• [Problem details]: Which lines should be transcribed word for word? Copy only the records starting at the line containing "locate the burning" and ending at the line containing "121, 190, 208]]", both lines included.

>>>>>

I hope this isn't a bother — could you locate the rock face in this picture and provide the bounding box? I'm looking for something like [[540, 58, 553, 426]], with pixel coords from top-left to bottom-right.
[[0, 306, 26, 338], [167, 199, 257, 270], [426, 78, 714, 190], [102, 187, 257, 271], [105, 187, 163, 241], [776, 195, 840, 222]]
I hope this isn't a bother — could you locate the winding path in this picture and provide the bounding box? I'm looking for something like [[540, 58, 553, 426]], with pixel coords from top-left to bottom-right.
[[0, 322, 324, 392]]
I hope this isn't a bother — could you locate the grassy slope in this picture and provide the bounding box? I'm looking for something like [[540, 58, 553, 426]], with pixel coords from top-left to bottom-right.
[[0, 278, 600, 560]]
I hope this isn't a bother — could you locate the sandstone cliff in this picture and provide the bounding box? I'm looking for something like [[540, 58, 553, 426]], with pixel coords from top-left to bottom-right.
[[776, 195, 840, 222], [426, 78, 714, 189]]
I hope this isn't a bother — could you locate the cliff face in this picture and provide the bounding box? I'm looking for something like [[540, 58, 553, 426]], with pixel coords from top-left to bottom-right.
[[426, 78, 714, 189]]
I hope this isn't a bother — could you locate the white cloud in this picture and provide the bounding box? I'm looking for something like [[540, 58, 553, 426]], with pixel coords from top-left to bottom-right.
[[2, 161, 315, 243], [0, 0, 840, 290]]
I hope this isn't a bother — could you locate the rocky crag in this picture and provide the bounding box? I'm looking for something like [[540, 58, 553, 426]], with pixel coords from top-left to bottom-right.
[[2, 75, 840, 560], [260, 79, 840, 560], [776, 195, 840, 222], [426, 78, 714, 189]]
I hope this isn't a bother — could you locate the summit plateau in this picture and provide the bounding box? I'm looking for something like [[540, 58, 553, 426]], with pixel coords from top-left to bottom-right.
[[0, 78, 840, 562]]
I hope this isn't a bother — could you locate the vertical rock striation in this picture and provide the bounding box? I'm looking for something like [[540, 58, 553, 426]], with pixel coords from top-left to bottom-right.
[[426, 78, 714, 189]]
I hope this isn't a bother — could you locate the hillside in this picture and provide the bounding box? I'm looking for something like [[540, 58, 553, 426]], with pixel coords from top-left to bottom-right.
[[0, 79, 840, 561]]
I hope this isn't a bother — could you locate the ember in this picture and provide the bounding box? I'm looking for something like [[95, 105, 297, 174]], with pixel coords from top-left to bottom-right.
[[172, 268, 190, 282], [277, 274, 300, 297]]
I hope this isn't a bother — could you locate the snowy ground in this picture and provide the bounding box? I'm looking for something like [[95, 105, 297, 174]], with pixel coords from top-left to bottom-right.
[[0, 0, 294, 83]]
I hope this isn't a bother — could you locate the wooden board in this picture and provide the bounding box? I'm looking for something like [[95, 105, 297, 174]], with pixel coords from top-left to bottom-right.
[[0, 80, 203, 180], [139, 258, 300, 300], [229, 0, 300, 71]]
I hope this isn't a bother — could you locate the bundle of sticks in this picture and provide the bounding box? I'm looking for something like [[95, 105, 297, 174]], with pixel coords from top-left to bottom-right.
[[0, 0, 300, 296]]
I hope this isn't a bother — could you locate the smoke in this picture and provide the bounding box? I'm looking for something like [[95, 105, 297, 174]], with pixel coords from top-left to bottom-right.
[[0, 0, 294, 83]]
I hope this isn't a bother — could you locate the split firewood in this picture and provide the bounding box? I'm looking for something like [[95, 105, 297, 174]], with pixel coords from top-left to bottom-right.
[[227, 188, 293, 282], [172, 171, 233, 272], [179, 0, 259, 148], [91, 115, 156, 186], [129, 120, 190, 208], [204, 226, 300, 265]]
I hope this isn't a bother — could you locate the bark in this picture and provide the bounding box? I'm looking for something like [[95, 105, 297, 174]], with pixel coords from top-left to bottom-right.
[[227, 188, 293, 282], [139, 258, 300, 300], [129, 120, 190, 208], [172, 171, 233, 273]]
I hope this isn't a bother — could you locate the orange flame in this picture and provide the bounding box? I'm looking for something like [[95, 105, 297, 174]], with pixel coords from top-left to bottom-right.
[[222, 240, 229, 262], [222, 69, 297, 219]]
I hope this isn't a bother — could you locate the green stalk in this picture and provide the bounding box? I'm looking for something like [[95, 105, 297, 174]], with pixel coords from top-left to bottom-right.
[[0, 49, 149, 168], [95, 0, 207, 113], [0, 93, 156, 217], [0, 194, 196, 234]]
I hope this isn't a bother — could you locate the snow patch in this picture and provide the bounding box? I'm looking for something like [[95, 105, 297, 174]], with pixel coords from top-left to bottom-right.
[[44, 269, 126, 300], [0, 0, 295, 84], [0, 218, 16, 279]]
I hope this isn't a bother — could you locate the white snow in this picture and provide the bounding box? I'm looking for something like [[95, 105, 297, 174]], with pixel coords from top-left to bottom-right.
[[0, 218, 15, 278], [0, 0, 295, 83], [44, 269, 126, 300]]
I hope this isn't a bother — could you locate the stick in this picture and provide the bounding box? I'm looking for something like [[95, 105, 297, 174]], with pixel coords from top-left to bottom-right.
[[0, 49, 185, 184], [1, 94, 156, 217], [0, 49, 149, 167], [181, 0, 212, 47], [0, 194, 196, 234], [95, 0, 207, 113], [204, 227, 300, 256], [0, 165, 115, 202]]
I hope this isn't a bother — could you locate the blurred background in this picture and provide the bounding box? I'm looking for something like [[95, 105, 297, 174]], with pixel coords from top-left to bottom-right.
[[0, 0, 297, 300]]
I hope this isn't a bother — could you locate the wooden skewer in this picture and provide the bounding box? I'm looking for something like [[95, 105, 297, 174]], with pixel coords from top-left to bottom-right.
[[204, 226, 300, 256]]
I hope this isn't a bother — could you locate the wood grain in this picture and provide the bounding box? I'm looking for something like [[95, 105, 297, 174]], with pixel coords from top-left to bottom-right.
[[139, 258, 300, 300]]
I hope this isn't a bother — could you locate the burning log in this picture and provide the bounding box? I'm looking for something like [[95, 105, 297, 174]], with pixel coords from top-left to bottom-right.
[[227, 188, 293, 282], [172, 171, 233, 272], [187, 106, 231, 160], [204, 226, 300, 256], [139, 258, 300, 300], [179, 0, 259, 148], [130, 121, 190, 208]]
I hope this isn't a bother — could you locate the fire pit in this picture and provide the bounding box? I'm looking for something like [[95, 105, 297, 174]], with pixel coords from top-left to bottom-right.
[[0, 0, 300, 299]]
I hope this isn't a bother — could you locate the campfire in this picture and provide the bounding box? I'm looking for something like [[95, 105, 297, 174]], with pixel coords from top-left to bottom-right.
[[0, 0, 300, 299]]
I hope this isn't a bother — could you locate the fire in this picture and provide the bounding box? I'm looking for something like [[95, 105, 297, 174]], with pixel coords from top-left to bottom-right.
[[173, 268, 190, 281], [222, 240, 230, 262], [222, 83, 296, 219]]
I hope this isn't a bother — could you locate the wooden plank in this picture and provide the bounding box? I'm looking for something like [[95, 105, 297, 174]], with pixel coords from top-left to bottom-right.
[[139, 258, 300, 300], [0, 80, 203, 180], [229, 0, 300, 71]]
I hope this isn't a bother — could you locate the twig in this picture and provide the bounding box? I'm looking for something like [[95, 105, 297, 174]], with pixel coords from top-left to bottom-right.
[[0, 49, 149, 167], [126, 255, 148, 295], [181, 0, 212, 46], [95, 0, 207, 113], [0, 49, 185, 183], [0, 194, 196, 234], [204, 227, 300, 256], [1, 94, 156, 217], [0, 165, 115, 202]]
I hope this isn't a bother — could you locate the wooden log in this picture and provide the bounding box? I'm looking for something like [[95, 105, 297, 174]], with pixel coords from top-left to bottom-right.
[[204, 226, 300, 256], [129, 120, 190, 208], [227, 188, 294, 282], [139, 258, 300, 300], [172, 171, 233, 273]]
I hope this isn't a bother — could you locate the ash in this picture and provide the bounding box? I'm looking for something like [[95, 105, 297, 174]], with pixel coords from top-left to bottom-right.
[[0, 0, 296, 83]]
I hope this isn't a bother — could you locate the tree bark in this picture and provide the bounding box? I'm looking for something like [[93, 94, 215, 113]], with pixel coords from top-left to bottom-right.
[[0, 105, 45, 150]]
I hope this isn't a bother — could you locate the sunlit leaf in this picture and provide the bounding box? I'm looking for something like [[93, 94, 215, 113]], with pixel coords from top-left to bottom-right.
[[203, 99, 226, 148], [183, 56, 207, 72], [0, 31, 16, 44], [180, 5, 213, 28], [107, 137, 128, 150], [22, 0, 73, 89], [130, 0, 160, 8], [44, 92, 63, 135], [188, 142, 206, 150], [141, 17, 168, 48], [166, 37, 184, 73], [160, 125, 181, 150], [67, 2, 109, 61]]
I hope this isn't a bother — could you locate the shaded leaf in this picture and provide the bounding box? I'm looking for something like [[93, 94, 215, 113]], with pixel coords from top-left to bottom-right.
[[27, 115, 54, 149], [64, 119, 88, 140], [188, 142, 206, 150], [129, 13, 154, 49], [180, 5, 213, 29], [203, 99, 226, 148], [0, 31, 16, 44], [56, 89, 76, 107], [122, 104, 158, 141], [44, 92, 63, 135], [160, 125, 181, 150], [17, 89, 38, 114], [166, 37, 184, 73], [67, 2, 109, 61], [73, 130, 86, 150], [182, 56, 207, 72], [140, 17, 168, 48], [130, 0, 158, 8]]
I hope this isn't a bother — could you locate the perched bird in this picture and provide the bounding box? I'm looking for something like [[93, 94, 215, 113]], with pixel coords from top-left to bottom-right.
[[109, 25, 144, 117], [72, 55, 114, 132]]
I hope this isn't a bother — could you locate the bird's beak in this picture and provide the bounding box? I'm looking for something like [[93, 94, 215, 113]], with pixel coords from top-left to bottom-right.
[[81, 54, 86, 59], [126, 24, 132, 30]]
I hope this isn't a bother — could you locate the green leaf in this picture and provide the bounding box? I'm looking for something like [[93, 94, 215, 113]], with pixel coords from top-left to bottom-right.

<<<<<

• [Solution for this problem]:
I hope this isn't a bother — could you locate the burning log in this picture and provide the bounding box? I'm looking for something like [[95, 105, 297, 174]], with pixel coords from top-left to bottom-right.
[[227, 188, 293, 282], [172, 171, 233, 272], [187, 106, 231, 160], [204, 226, 300, 256], [139, 258, 300, 300], [179, 0, 259, 148], [130, 121, 190, 208]]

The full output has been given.